List each comment in the review thread below by its author and the time and date it was posted.
— start Given text —
TheBlueMatt commented at 8:33 PM on November 2, 2017:

This is somewhat confusing. Maybe call it the scaling factor for runtime to make it clear what it actually means?

martinus commented at 6:55 PM on November 7, 2017:

I've updated the description now too

in src/bench/bench.cpp:49 in 08e77aa51a outdated

  45 | +void benchmark::ConsolePrinter::footer() {}
  46 | +void benchmark::PlotlyPrinter::header()
  47 |  {
  48 | -    benchmarks().insert(std::make_pair(name, func));
  49 | +    std::cout << "<html><head>"
  50 | +              << "<script src=\"https://cdn.plot.ly/plotly-latest.min.js\"></script>"

TheBlueMatt commented at 8:37 PM on November 2, 2017:

Grr, I kinda feel yucky having code that generates a tracking request for people who want to see the output. Is it possible to check plotly in (does it have a compatible license?) or can we just put the graphs in simple cli form and skip the html output?

martinus commented at 6:50 PM on November 7, 2017:

Plotly.js is released under the MIT license: https://github.com/plotly/plotly.js/blob/master/LICENSE, so that should be pretty compatible :) The HTML output is optional, and default output is commandline, so I did not see a problem with that. I've chosen it because the box plots are really nice, especially when using more evaluations this the output make it very visible how the runtime actually fluctuates. That makes comparisons much easier. It would be very hard to reproduce that in the command line.

in src/bench/bench.cpp:17 in d61637bf94 outdated

  16 | -benchmark::BenchRunner::BenchmarkMap &benchmark::BenchRunner::benchmarks() {
  17 | -    static std::map<std::string, benchmark::BenchFunction> benchmarks_map;
  18 | -    return benchmarks_map;
  19 | +void benchmark::ConsolePrinter::header()
— end Given text —
— start Entries —
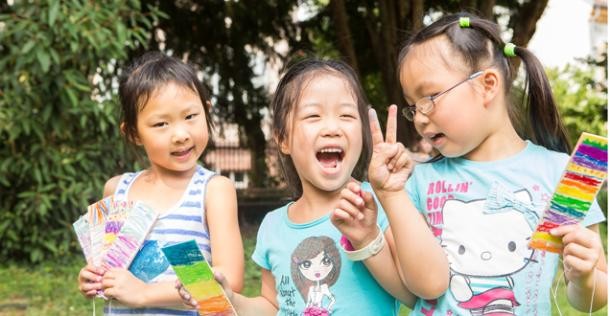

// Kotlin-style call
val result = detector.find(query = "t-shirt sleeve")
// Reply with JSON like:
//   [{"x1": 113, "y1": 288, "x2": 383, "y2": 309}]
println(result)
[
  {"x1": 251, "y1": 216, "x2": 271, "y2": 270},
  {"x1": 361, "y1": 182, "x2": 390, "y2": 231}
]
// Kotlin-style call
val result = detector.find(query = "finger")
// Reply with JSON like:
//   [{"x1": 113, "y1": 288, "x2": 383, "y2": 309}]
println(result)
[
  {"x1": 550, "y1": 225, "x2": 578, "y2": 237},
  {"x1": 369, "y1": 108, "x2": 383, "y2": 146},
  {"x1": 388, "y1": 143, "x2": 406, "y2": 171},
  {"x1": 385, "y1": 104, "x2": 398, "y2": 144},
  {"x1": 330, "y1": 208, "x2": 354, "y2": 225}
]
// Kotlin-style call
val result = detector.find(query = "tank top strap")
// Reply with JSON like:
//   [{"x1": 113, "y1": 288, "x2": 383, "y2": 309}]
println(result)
— end Entries —
Task output:
- TheBlueMatt: 8:33 PM on November 2, 2017
- martinus: 6:55 PM on November 7, 2017
- TheBlueMatt: 8:37 PM on November 2, 2017
- martinus: 6:50 PM on November 7, 2017